* **What the task asks**: Transcribe the listing below word for word, from the line containing "of the tall" through the line containing "Target: red poppy flower", including both of those lines and nothing else.

Data extracted from a collection
#####

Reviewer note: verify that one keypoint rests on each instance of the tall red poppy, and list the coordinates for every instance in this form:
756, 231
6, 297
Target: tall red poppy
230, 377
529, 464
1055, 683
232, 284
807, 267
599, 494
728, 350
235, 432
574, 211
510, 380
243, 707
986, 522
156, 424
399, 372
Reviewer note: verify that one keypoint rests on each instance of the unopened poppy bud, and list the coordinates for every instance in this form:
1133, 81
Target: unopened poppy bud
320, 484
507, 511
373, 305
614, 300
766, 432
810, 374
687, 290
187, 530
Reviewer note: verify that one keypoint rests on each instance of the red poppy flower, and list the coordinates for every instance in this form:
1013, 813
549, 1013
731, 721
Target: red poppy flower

#####

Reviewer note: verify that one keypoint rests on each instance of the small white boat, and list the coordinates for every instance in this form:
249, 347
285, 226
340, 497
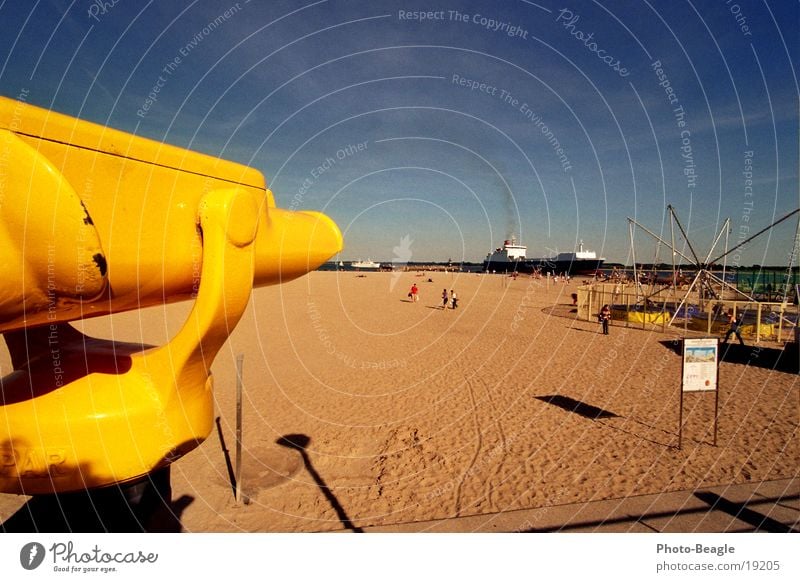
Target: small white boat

#####

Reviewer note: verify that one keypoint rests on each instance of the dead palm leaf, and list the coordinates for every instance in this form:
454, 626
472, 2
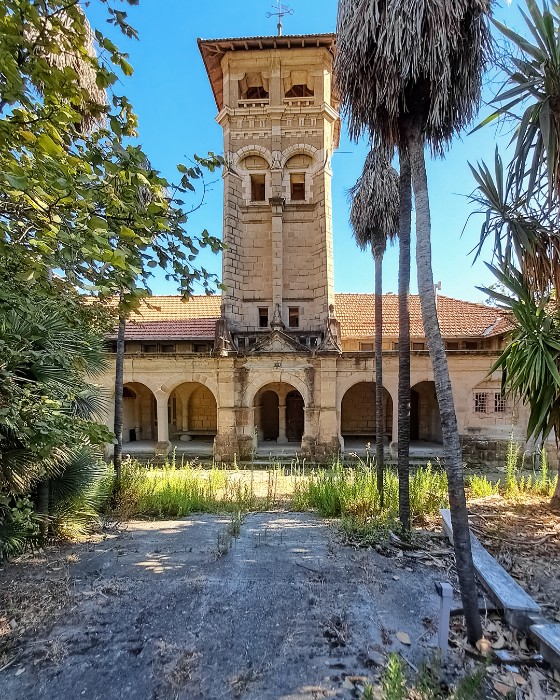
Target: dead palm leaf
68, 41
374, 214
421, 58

#####

* **Expected answer**:
Reviewer note: verify that one keypoint rests on each instance of the tall red poppy, and list the coordinates for every instance in this form:
756, 231
6, 297
Target: tall red poppy
230, 377
529, 464
1055, 683
232, 284
807, 267
599, 494
728, 350
235, 432
574, 211
510, 380
243, 707
986, 522
156, 424
399, 372
Reviewer note: verify that one keypoint rests on each instance of the unopened poppy bud, and list the coordinates for every instance in this form:
1133, 81
Target: unopened poppy bud
320, 484
507, 511
373, 305
614, 300
766, 432
810, 374
687, 290
187, 530
Reviewer note: verify that one keypoint rests on each instance of the red poppy flower, and list the coordinates for every instance in this form:
1013, 813
549, 1013
731, 721
Target: red poppy flower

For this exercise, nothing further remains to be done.